▶ [GOAL OF THE EXERCISE] Repeat the whole listing exactly as written.

▶ [RECORDS FOR PROCESSING]
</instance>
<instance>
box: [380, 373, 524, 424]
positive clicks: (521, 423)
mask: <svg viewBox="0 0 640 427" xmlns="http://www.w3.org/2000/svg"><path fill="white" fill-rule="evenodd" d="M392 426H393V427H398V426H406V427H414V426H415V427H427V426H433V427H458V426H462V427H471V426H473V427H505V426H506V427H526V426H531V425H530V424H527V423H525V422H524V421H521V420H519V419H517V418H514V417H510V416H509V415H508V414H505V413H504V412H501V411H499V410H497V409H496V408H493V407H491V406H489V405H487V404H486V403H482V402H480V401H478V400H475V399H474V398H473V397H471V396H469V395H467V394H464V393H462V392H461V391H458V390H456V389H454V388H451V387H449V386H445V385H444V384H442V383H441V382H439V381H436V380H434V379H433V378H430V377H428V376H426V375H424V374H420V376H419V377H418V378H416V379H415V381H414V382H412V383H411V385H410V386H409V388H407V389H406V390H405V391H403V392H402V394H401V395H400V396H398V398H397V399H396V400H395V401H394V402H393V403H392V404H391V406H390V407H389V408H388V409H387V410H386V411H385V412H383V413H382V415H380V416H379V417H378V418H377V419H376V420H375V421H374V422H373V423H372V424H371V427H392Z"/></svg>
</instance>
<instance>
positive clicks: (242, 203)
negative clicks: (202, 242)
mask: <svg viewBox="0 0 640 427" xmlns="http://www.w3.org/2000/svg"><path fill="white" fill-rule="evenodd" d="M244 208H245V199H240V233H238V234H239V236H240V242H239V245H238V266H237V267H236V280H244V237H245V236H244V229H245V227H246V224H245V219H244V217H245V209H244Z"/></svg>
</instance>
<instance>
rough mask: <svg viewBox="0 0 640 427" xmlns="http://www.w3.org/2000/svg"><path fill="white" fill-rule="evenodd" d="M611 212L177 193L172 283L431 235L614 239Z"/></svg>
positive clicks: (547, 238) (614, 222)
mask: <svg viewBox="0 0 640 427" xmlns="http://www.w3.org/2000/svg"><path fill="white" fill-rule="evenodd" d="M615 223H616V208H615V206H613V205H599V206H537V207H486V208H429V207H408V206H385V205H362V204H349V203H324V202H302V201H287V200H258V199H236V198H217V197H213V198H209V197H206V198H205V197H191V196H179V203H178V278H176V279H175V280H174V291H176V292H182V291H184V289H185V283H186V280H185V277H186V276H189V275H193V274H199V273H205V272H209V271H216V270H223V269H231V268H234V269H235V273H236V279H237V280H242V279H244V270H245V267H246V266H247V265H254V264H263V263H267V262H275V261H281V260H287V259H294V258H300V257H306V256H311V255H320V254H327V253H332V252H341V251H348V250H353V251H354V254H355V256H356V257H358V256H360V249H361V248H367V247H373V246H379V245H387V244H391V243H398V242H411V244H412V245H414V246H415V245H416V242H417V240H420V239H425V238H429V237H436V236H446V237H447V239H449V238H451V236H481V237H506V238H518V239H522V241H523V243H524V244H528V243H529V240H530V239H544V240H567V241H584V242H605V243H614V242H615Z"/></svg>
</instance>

▶ [WRITTEN RESPONSE]
</instance>
<instance>
box: [380, 373, 524, 424]
positive clicks: (521, 423)
mask: <svg viewBox="0 0 640 427" xmlns="http://www.w3.org/2000/svg"><path fill="white" fill-rule="evenodd" d="M392 426H393V427H398V426H406V427H414V426H415V427H427V426H433V427H458V426H462V427H471V426H473V427H505V426H506V427H526V426H531V425H530V424H527V423H525V422H524V421H521V420H519V419H517V418H514V417H510V416H509V415H508V414H505V413H504V412H501V411H499V410H497V409H496V408H493V407H491V406H489V405H487V404H486V403H482V402H480V401H478V400H475V399H474V398H473V397H471V396H469V395H467V394H464V393H462V392H461V391H458V390H456V389H454V388H451V387H449V386H445V385H444V384H442V383H441V382H439V381H436V380H434V379H433V378H430V377H428V376H426V375H424V374H420V376H419V377H418V378H416V379H415V381H414V382H412V383H411V385H410V386H409V388H407V389H406V390H405V391H403V392H402V394H401V395H400V396H398V398H397V399H396V400H395V401H394V402H393V403H392V404H391V406H390V407H389V408H388V409H387V410H386V411H385V412H383V413H382V415H380V416H379V417H378V418H377V419H376V420H375V421H374V422H373V423H372V424H371V427H392Z"/></svg>
</instance>
<instance>
positive clicks: (242, 203)
negative clicks: (202, 242)
mask: <svg viewBox="0 0 640 427" xmlns="http://www.w3.org/2000/svg"><path fill="white" fill-rule="evenodd" d="M244 208H245V199H240V233H238V234H239V236H240V242H239V245H238V266H237V267H236V280H244V237H245V236H244V229H245V227H246V224H245V219H244V217H245V209H244Z"/></svg>
</instance>
<instance>
rough mask: <svg viewBox="0 0 640 427" xmlns="http://www.w3.org/2000/svg"><path fill="white" fill-rule="evenodd" d="M611 212L177 193L172 283L431 235L614 239Z"/></svg>
positive clicks: (547, 238) (614, 222)
mask: <svg viewBox="0 0 640 427" xmlns="http://www.w3.org/2000/svg"><path fill="white" fill-rule="evenodd" d="M615 223H616V208H615V206H613V205H599V206H537V207H486V208H429V207H408V206H385V205H362V204H349V203H324V202H302V201H287V200H258V199H236V198H217V197H213V198H209V197H206V198H205V197H191V196H179V203H178V278H176V279H175V280H174V291H176V292H182V291H184V289H185V283H186V280H185V277H186V276H189V275H193V274H199V273H205V272H209V271H216V270H223V269H231V268H234V269H235V273H236V279H237V280H242V279H244V270H245V267H246V266H247V265H254V264H263V263H267V262H275V261H281V260H287V259H294V258H300V257H306V256H311V255H320V254H327V253H332V252H341V251H348V250H353V251H354V254H355V256H356V257H358V256H360V249H361V248H367V247H373V246H379V245H387V244H391V243H398V242H411V244H412V245H414V246H415V245H416V242H417V240H420V239H425V238H429V237H436V236H446V237H447V239H449V238H451V236H481V237H506V238H518V239H522V241H523V243H524V244H528V243H529V240H530V239H544V240H567V241H584V242H605V243H614V242H615Z"/></svg>
</instance>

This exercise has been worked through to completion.